* WHAT THIS TASK INVOLVES *
What lines of the data below hold the string "white"? Copy each one out.

====== INFORMATION SHOWN

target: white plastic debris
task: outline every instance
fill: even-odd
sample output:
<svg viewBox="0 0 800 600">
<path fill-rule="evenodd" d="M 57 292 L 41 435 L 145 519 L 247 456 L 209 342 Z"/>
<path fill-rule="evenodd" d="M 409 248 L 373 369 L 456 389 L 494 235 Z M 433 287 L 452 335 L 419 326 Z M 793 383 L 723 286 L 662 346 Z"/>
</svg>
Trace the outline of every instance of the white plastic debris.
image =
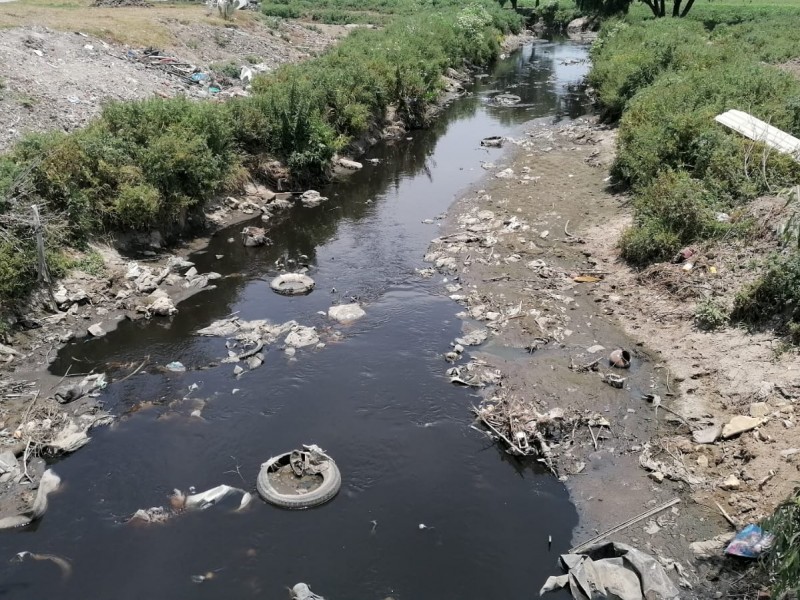
<svg viewBox="0 0 800 600">
<path fill-rule="evenodd" d="M 328 309 L 328 318 L 340 323 L 357 321 L 367 313 L 358 304 L 340 304 Z"/>
</svg>

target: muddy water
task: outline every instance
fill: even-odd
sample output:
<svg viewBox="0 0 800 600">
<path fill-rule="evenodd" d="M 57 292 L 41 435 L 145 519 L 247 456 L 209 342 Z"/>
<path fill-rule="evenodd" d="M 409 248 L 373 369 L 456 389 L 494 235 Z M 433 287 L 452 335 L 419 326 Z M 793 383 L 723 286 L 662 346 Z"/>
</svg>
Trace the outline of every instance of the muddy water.
<svg viewBox="0 0 800 600">
<path fill-rule="evenodd" d="M 443 376 L 459 307 L 442 295 L 441 278 L 422 280 L 414 269 L 437 235 L 436 224 L 422 221 L 483 175 L 481 161 L 499 159 L 481 138 L 584 111 L 576 84 L 586 65 L 573 61 L 585 56 L 570 42 L 526 47 L 430 130 L 375 147 L 366 158 L 379 164 L 366 162 L 321 190 L 331 200 L 320 207 L 295 210 L 271 231 L 273 246 L 242 247 L 241 226 L 218 234 L 192 260 L 225 278 L 172 319 L 126 322 L 61 352 L 59 373 L 70 365 L 110 369 L 119 380 L 130 369 L 114 364 L 144 356 L 151 365 L 179 360 L 188 371 L 150 367 L 109 386 L 104 399 L 119 423 L 54 465 L 66 486 L 37 527 L 0 538 L 0 557 L 62 555 L 72 577 L 62 581 L 48 563 L 3 561 L 0 595 L 283 598 L 298 581 L 333 599 L 534 594 L 569 546 L 576 513 L 536 463 L 509 458 L 470 428 L 477 400 Z M 498 91 L 523 102 L 489 106 Z M 317 282 L 311 295 L 269 290 L 275 262 L 288 259 L 309 265 Z M 262 367 L 240 378 L 230 364 L 208 368 L 226 355 L 224 340 L 192 335 L 234 312 L 325 330 L 318 311 L 350 296 L 367 316 L 340 327 L 340 342 L 298 351 L 296 360 L 272 348 Z M 192 384 L 199 388 L 191 398 L 205 400 L 202 420 L 189 416 L 191 399 L 175 402 Z M 142 402 L 152 406 L 137 410 Z M 218 506 L 160 526 L 124 524 L 138 508 L 165 504 L 176 487 L 253 489 L 261 462 L 302 443 L 319 444 L 340 466 L 342 490 L 329 504 L 289 512 L 258 501 L 241 514 Z M 192 583 L 207 572 L 211 580 Z"/>
</svg>

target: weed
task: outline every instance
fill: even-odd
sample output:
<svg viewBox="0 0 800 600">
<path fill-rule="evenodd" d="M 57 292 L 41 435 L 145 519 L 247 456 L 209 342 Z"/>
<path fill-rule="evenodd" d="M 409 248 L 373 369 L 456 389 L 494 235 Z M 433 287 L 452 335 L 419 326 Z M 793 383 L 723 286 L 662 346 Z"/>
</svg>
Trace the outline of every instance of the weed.
<svg viewBox="0 0 800 600">
<path fill-rule="evenodd" d="M 800 325 L 800 255 L 770 257 L 764 274 L 736 295 L 731 319 L 753 325 L 773 317 L 787 330 Z"/>
<path fill-rule="evenodd" d="M 706 298 L 695 306 L 694 322 L 699 329 L 713 331 L 728 323 L 728 311 L 713 298 Z"/>
<path fill-rule="evenodd" d="M 106 263 L 102 254 L 96 250 L 90 250 L 81 258 L 72 261 L 70 268 L 83 271 L 94 277 L 101 277 L 106 272 Z"/>
<path fill-rule="evenodd" d="M 209 65 L 209 68 L 215 73 L 219 73 L 220 75 L 225 75 L 226 77 L 230 77 L 231 79 L 239 79 L 239 73 L 241 72 L 239 63 L 234 60 L 225 63 L 211 63 L 211 65 Z"/>
<path fill-rule="evenodd" d="M 794 491 L 763 523 L 775 539 L 762 561 L 773 598 L 788 598 L 800 592 L 800 488 Z M 794 592 L 794 594 L 790 594 Z"/>
</svg>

============

* WRITTEN ANSWER *
target: white plastic debris
Trace the outline of every instance of the white plastic debris.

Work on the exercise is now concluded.